From the panel threshold effect parameter estimates (Table 6), the main explanatory variables and control variables essentially retain their influence on real estate production efficiency, though the impact levels vary slightly. The threshold variable PBA has a significant single threshold effect on production efficiency. When PBA ≤ 45.62, a 1% increase in per capita GDP leads to an 18.7% increase in overall real estate efficiency. When PBA >45.62, a 1% increase in per capita GDP results in a 60.2% increase in overall efficiency. This suggests that the impact of regional economic development on enhancing real estate production efficiency changes dramatically when the per capita residential building area reaches 45.62 square meters. As demand for existing housing stock increases, real estate production efficiency significantly improves. This can also be interpreted as improved living conditions driven by higher income levels being a primary force for the sustained development of the real estate industry.

5.3 Robustness test

To avoid spurious regression, this study further tests whether the per capita residential building area also exhibits a dynamically heterogeneous effect on another explanatory variable-the permanent population. The robustness test results (Table 7) indicate a significant reversal in the impact of population growth on real estate production efficiency when PBA reaches 45.62 square meters. Specifically, when PBA ≤ 45.62, a 1% increase in permanent population leads to an 8.19% decrease in overall real estate efficiency. Conversely, when PBA >45.62, a 1% increase in permanent population causes a 177.8% increase in overall efficiency. That is, when the per capita residential building area reaches 45.62 square meters, the negative effect of the increase of regional permanent population on the production efficiency of the real estate industry suddenly changes into a positive effect. Under the comprehensive effect of the increase of population and the increase of per capita residential building area, the production efficiency of the real estate industry can be greatly improved. It can also be understood that more residents and greater per capita housing demand are the main way to improve the production efficiency of the real estate industry. During the panel threshold effect analysis and robustness testing, we identified a significant single threshold effect of per capita residential building area on real estate production efficiency. This finding not only further elucidates the reasons behind the variations in real estate production efficiency across different times and regions, but also offers a new avenue for addressing the generally low production efficiency prevalent in China’s real estate industry today.

6 Conclusions and implications

The analysis of real estate production efficiency from 2014 to 2022 across China’s 31 provinces, municipalities, and autonomous regions provides an objective reflection of the utilization of its real estate resources. Based on the characteristics of efficiency across different phases and regions, it is evident that internal organization and management of enterprises and the external market environment for real estate sales are the primary drivers of these variations. Influential factors include the asset-liability ratios and annual accumulated depreciation of real estate development companies, permanent population, per capita GDP, real estate regulatory policies, and public resource allocation, all reflecting the socio-economic development status of the regions. The efficiency values of the first and second stages indicate that improving the real estate sales environment, enhancing market liquidity, stimulating demand for improved living conditions, and accelerating property turnover are key ways to boost production efficiency in the real estate industry. The depth and novelty of this study could be further enhanced.

Based on these findings, the following recommendations are proposed:

  1. Firstly, in regions where overall real estate efficiency is low, regional attributes of the real estate market should be fully considered. Objective and accurate evaluation of resource utilization in real estate development and sales phases is crucial. Identifying existing issues promptly will prepare the groundwork for the sustainable and healthy development of the real estate industry in various regions.

════

• **SET OF TASKS**:
1 > Copy the real estate efficiency text from "1. Firstly, in" up to and including "in various regions.".
2 > Answer these questions from the real estate efficiency text:
(a) In the robustness test, what happens to overall real estate efficiency with a 1% increase in permanent population when PBA ≤ 45.62?
(b) In the threshold estimates, what increase in overall efficiency follows a 1% rise in per capita GDP when PBA > 45.62?
(c) Which years does the analysis of real estate production efficiency cover?
The items that come next are separate material, unrelated to the real estate efficiency text.

════

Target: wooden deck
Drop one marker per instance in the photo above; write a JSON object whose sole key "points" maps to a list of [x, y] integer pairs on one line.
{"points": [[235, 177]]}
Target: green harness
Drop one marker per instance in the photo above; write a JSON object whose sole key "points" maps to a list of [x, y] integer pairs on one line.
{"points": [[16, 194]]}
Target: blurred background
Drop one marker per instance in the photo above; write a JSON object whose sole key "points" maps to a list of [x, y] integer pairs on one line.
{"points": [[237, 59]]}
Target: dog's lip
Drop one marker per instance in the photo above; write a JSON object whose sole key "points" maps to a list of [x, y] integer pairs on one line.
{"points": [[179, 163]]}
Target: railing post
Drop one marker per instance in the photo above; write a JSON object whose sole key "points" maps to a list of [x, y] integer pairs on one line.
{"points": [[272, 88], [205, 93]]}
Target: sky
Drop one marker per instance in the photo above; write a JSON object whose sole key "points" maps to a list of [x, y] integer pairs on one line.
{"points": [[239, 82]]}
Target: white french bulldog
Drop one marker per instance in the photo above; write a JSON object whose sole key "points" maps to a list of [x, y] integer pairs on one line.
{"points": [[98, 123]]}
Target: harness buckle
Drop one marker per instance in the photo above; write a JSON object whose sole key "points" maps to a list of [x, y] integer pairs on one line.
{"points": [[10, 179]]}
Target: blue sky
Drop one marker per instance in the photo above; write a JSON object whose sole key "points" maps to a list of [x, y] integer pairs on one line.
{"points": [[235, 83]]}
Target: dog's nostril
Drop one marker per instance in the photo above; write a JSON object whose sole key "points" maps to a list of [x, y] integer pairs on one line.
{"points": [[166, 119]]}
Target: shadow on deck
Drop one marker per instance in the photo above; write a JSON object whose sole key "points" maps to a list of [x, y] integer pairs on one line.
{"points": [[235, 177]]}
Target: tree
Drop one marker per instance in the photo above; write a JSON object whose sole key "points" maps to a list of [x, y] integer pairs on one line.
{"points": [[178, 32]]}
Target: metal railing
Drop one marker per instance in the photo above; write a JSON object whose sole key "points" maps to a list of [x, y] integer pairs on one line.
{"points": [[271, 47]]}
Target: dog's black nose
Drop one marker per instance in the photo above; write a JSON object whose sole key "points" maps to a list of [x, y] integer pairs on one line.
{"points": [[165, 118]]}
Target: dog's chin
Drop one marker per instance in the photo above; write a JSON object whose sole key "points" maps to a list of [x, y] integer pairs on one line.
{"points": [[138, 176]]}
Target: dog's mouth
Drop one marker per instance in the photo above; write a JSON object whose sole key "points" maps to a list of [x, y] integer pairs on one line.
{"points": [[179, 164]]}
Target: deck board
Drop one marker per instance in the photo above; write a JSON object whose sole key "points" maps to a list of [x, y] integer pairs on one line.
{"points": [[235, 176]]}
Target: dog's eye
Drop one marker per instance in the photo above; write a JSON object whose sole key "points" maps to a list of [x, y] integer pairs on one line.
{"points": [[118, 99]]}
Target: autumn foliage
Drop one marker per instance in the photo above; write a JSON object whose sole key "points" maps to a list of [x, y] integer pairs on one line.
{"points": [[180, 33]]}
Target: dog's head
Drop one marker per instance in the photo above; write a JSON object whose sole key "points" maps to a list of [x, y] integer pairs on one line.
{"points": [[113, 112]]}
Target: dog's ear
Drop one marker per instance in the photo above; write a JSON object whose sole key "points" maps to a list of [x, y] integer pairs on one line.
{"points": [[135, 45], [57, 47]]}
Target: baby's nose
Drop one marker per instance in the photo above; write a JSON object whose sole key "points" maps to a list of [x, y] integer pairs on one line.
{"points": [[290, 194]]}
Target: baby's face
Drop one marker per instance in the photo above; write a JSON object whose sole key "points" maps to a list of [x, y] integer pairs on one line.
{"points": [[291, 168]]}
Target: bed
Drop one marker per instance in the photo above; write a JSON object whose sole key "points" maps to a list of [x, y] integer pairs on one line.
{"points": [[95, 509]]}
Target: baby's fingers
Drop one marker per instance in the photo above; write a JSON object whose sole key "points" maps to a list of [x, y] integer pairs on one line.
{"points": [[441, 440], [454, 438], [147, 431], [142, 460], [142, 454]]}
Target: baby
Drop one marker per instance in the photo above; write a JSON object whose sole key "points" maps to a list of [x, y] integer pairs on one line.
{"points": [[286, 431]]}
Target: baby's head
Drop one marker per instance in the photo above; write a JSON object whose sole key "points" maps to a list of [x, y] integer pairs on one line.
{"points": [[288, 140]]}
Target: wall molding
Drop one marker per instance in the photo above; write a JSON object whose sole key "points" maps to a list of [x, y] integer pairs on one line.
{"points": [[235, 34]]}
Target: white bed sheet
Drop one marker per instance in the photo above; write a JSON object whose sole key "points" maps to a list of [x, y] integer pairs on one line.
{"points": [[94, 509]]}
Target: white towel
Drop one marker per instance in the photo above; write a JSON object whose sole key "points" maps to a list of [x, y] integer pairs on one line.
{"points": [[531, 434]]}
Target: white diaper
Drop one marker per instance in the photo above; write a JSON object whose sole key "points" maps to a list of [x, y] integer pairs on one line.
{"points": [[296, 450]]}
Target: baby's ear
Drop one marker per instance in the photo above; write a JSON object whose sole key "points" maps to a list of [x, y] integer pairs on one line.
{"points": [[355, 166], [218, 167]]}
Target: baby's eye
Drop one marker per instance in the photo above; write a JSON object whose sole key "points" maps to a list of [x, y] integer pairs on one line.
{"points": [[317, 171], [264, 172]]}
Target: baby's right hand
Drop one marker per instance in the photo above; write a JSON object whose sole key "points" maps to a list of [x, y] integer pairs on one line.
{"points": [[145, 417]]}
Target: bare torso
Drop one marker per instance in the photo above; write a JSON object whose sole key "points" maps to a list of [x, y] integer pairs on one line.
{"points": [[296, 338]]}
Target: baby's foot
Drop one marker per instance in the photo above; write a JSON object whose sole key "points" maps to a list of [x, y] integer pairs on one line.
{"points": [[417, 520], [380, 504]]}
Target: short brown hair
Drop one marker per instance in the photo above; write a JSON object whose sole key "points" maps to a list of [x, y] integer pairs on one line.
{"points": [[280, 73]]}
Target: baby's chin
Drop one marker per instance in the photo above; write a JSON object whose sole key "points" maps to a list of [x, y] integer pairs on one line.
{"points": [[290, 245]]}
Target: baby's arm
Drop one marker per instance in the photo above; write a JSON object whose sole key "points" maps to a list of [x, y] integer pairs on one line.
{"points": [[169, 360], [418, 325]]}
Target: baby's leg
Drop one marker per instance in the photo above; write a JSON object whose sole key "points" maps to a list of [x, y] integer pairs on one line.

════

• **EXERCISE RESULTS**:
1 >
1. Firstly, in regions where overall real estate efficiency is low, regional attributes of the real estate market should be fully considered. Objective and accurate evaluation of resource utilization in real estate development and sales phases is crucial. Identifying existing issues promptly will prepare the groundwork for the sustainable and healthy development of the real estate industry in various regions.

2 >
(a) It decreases by 8.19%.
(b) A 60.2% increase.
(c) 2014 to 2022.